▸ **Supplied passage**
[start]
[Haskell-cafe] Re: Implementing fixed-sized vectors (using
datatype algebra?)
Dan Licata
drl at cs.cmu.edu
Sun Feb 10 12:08:41 EST 2008
> > And finally, vector, which is supposed to build a fixed-sized vector
> > out of a list.
> >
> > The ideal type for the function would be:
> >
> > vector :: [a] -> FSVec s a
> >
> > But there is no apparent way in which to obtain s based on the length
> > of the input list.
> >
> > [1] shows a way in which to create vector using CPS style and a
> > reification function:
> >
> > reifyInt :: Int -> (forall s . Nat s => FSVect s a -> w) -> w
> >
> > The result would be a function with the following type:
> >
> > vector :: [a] -> (forall s . Nat s => FSVec s a -> w) -> w
> >
> > Nevertheless, I'm not fully satisfied by it.
>
> I suppose, it’s the best we can get without having dependent types. Others
> might correct me.
[end]
Write out every type signature that appears in the mailing list post about fixed-sized vectors. Work only from the mailing list post above.

▸ **Entries supplied**
[start]
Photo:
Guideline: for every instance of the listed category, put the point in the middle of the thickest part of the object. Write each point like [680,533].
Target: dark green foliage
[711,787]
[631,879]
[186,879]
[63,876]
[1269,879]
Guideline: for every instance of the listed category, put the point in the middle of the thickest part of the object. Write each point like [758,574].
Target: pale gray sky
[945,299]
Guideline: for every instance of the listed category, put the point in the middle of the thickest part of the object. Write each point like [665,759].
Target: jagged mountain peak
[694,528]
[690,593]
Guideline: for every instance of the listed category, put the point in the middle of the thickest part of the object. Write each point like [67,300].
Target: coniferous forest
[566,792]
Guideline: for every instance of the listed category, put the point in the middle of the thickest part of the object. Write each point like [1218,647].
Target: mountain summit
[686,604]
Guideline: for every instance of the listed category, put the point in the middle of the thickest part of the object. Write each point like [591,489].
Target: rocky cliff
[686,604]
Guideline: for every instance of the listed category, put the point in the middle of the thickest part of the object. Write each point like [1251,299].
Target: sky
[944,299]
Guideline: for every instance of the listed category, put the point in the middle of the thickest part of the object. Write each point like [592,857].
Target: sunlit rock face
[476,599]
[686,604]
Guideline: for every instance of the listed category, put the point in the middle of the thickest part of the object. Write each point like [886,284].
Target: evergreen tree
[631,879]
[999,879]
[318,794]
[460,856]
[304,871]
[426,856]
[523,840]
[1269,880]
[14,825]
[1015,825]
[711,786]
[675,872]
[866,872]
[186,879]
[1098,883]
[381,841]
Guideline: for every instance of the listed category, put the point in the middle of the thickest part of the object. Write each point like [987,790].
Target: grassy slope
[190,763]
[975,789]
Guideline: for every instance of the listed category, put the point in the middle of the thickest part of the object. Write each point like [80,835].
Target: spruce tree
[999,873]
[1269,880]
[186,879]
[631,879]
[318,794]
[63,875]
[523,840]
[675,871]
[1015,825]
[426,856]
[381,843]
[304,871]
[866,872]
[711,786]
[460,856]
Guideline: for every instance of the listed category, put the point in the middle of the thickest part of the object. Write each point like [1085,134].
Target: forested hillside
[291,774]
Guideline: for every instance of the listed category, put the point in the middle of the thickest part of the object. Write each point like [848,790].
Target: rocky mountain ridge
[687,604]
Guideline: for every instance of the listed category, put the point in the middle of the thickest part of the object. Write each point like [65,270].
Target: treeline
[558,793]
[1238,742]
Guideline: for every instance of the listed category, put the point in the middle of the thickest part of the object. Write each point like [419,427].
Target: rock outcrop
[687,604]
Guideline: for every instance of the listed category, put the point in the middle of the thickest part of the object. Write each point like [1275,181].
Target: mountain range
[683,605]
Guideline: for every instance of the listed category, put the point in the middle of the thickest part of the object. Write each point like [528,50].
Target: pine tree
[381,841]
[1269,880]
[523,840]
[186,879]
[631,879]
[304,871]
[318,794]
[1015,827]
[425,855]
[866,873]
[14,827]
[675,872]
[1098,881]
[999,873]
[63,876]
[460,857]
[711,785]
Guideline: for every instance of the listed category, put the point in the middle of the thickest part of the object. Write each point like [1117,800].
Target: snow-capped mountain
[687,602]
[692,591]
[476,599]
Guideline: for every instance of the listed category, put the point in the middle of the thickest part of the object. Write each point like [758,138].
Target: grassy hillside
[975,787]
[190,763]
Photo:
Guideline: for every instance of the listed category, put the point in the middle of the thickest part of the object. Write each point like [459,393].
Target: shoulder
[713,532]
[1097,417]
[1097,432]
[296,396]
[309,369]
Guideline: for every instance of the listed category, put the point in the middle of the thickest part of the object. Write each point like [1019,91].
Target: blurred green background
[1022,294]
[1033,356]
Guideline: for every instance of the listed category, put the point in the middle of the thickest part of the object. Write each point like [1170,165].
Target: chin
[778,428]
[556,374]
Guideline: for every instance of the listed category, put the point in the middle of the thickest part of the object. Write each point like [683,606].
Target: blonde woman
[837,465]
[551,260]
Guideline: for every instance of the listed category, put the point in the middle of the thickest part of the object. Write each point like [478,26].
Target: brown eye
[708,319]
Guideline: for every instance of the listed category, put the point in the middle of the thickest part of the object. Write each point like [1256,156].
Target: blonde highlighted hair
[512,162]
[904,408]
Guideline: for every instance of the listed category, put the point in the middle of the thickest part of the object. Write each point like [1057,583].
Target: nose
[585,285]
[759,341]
[end]
▸ **Written answer**
1. vector :: [a] -> FSVec s a
2. reifyInt :: Int -> (forall s . Nat s => FSVect s a -> w) -> w
3. vector :: [a] -> (forall s . Nat s => FSVec s a -> w) -> w